• [ACTION ITEM]: Begin at the line with "Query: young boy" and return each line through the final one of the listing below, exactly as written.

##### SUPPLIED MATERIAL

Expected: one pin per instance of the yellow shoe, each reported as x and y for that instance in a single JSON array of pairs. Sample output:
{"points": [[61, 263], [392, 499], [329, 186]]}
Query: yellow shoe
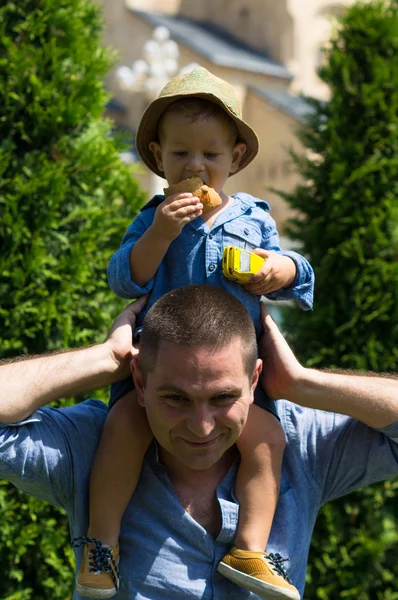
{"points": [[98, 576], [260, 573]]}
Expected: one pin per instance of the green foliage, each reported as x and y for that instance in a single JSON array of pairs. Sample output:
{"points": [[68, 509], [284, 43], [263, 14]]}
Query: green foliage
{"points": [[348, 228], [65, 202]]}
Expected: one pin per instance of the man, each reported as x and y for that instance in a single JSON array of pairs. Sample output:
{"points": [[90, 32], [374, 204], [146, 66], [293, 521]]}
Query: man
{"points": [[183, 515]]}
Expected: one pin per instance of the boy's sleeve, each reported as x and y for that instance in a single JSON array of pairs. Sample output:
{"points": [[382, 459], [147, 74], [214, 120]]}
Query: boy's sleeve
{"points": [[119, 277], [302, 288]]}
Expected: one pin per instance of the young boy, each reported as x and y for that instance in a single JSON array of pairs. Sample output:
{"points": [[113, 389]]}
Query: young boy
{"points": [[193, 129]]}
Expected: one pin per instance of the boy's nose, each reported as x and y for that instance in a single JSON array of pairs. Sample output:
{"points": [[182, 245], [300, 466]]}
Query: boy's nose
{"points": [[195, 163]]}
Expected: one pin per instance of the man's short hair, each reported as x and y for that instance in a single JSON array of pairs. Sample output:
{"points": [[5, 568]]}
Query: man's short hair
{"points": [[197, 316]]}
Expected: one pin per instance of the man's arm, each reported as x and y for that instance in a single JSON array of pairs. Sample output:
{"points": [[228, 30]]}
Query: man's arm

##########

• [THE COMPLETED TASK]:
Query: young boy
{"points": [[193, 129]]}
Expected: one pin per instance of the boy's nose, each reported as x and y for that instance in a single JSON array of pairs. Sample output:
{"points": [[182, 245], [300, 466]]}
Query: boy's nose
{"points": [[195, 163]]}
Expected: one pin per instance of the man's short hair, each reported as x and y for that instance in a single JSON array of pairs. Sample output:
{"points": [[5, 568]]}
Query: man's short hair
{"points": [[197, 316]]}
Expected: one pin per instance of the man's arm, each reported as x and y for that instance in a single JSON array of pairs. Sample output:
{"points": [[228, 30]]}
Query: man's arm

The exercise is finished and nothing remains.